-- Extracted information follows --

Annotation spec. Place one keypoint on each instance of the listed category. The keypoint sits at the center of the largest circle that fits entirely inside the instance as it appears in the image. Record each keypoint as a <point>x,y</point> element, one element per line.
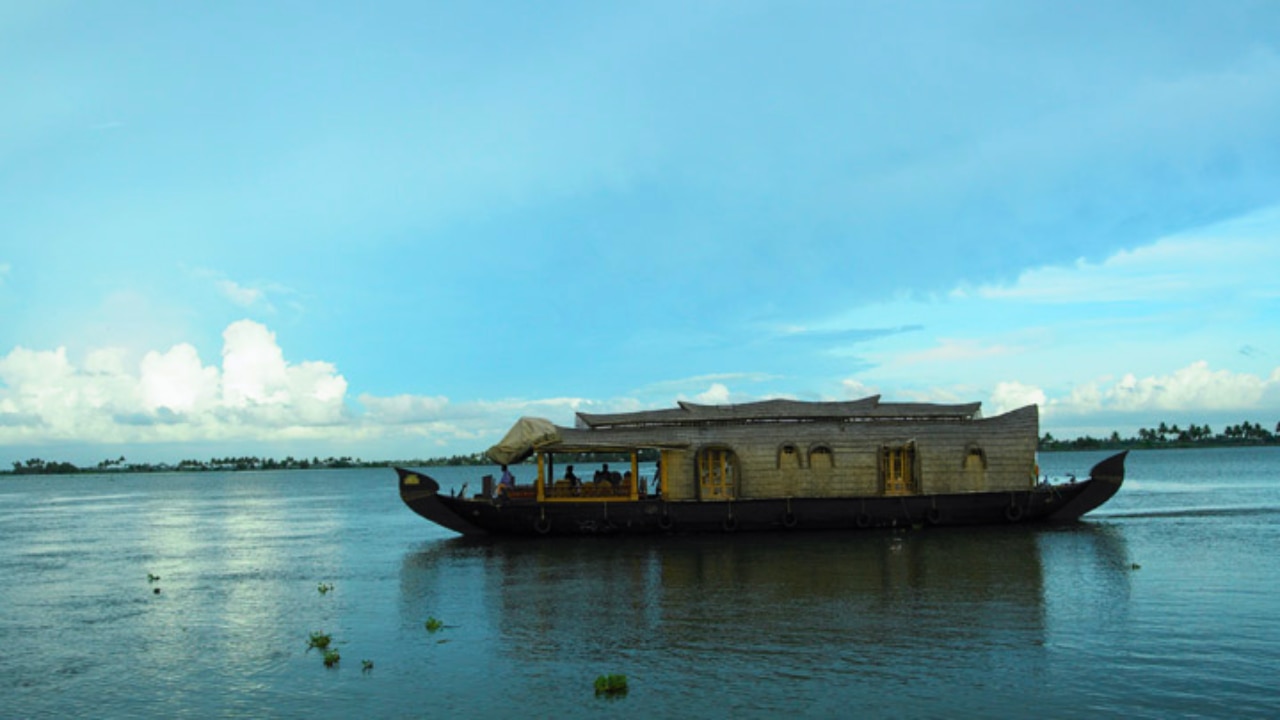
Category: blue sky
<point>389,229</point>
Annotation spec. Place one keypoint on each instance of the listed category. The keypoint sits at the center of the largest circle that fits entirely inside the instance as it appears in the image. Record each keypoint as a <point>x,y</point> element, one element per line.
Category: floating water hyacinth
<point>319,641</point>
<point>611,686</point>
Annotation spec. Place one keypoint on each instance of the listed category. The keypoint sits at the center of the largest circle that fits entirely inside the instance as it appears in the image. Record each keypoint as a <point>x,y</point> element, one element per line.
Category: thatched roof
<point>778,411</point>
<point>670,428</point>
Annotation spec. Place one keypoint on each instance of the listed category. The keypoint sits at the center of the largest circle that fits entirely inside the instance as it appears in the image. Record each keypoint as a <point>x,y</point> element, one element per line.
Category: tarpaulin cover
<point>521,440</point>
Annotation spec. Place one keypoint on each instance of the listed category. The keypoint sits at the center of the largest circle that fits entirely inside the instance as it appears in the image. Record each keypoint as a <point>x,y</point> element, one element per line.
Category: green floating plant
<point>611,686</point>
<point>319,641</point>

-- Extracted information concluded --

- _Instructions to follow_: Produce the data again character for character, with the images left out.

- _Your response_:
Annotation spec. Place one keypoint on each instance of the listed category. The keypoint sits at the center of the largest circle that fits entirely inside the instance as it appears in the image. Record each keypoint as a <point>x,y</point> element, one element per line.
Category: blue sky
<point>389,229</point>
Annotation spec. Place one keypoint on each instance of the listed category. The keypoint sits at the center of the largest circle that fits entirely inside the instance as it appears in the image. Record each keypoint as a <point>x,y</point> element, one element per line.
Category: floating water hyacinth
<point>319,641</point>
<point>611,686</point>
Annotation spec. Place one keypoint on each instance of the listed category. The keypoint sits at the center of the largest circle that fits entirely inside the instance as it appears in the image. Record each keypoint as a <point>x,y</point> element, one element per line.
Category: thatched roof
<point>778,411</point>
<point>670,428</point>
Annotation spec. Place one keypoint on each instance of the listed category. The keypoint sits at the center of the largest circle that fits entirely inside the instance as it appears in the image. Record each keypoint as a <point>x,y</point> element, one element per line.
Category: tarpaulin cover
<point>521,440</point>
Annotation spec. Place one keypoint on each instance of the listed category. The keypoint sits at the center of the largest circle that fits entirely inside the instance as it appears in the image. Record each keypoint as a <point>x,y</point> element, one element per line.
Category: green floating plant
<point>611,686</point>
<point>319,641</point>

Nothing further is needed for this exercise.